[PROVIDED PASSAGE]
** BEGIN **

So far, this is conventional. Where git9 differs most strongly is
the addition of git/fs.
Git/query allows asking questions about the commit
graph that are difficult to answer without walking the tree in a
manner that would be very inefficient from a file system interface.
The query language is vaguely inspired by mercurial revsets, but
stripped down and converted to a mostly postfix form for ease of
parsing.
Git/fs serves a file system interface to a git repository in
the current directory. This file system provides a read-only view
of the repository contents. By default, it is mounted on /mnt/git.
It does not cache mutable data, so any changes to the git repository
will immediately be reflected in git/fs.
The existence of a file system interface is extremely powerful,
allowing scripts that operate on historical data to be written with
ease. For example, git diff is not strictly necessary.
The same effect could be achieved with plain old diff(1),
though with clunky file paths. The git/diff shipped with
git9 exists simply for the purpose of shortening the paths typed.
The file system looks something like:
/mnt/git
+-- ctl
+-- HEAD
| +-- tree
| | +--files
| | +--in
| | +--head
| |
| +-- hash
| +-- msg
| +-- parent
|
+-- branch
| |
| +-- heads
| | +-- master
| | +-- [commit files, see HEAD]
| +-- remotes
| +-- origin
| +-- master
| +-- [commit files, see HEAD]
+-- object
+-- 00051fd3f066e8c05ae7d3cf61ee363073b9535f # blob contents
+-- 00051fd3f066e8c05ae7d3cf61ee363073b9535c
+-- [tree contents, see HEAD/tree]
+-- 3f5dbc97ae6caba9928843ec65fb3089b96c9283
+-- [commit files, see HEAD]
So, if you wanted to look at the commit message of the current branch, you could simply do:
cat /mnt/git/HEAD/msg
This makes scripting easy.

** END **

[INFORMATION SUPPLIED]
** BEGIN **

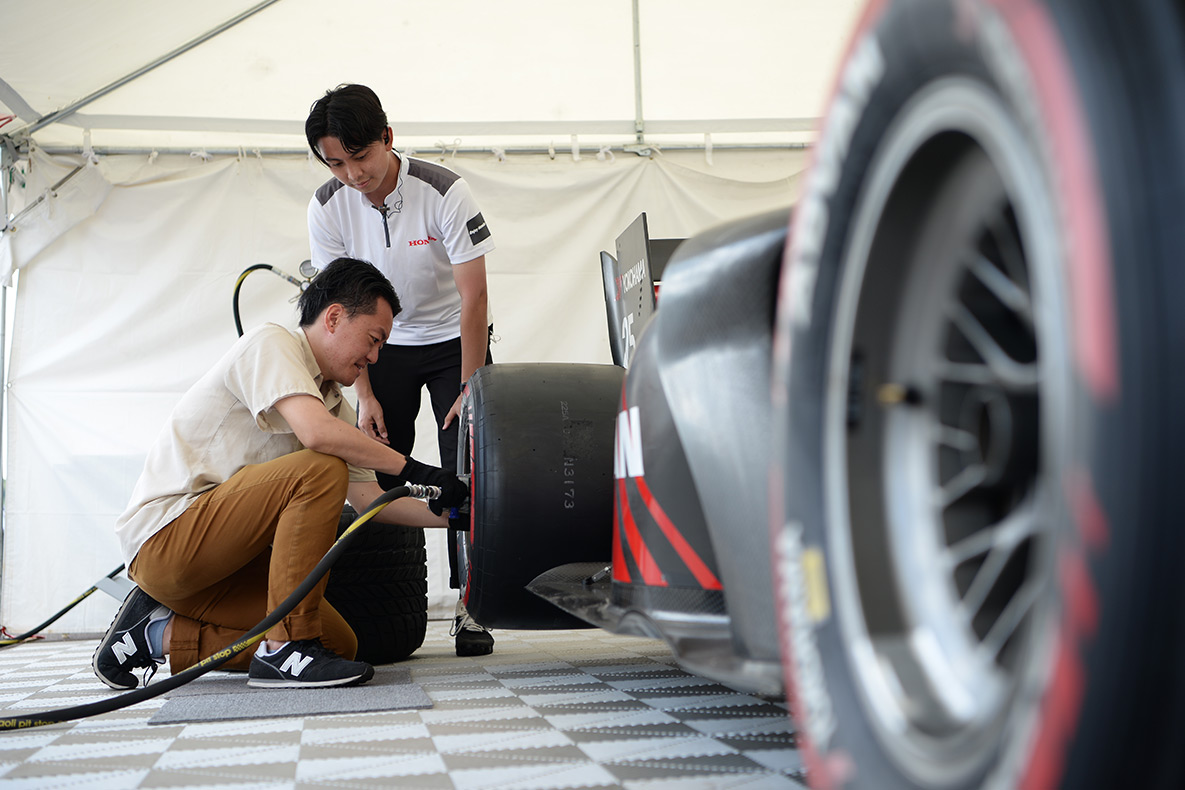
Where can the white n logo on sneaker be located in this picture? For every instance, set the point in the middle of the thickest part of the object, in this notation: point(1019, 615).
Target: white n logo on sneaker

** END **

[SET OF TASKS]
1. Decide whether each statement below agrees with the git9 passage above. Give yes or no for each, and quote the exact words from the passage that settle it.
(a) Git/fs provides a read-write view of the repository.
(b) By default, git/fs is mounted on /mnt/git.
(c) Git/fs caches mutable data.
2. List every entry that the file system layout in the git9 passage above shows directly under HEAD.

[OUTPUTS]
1.
(a) No: "This file system provides a read-only view of the repository contents."
(b) Yes: "By default, it is mounted on /mnt/git."
(c) No: "It does not cache mutable data"

2. tree, hash, msg, parent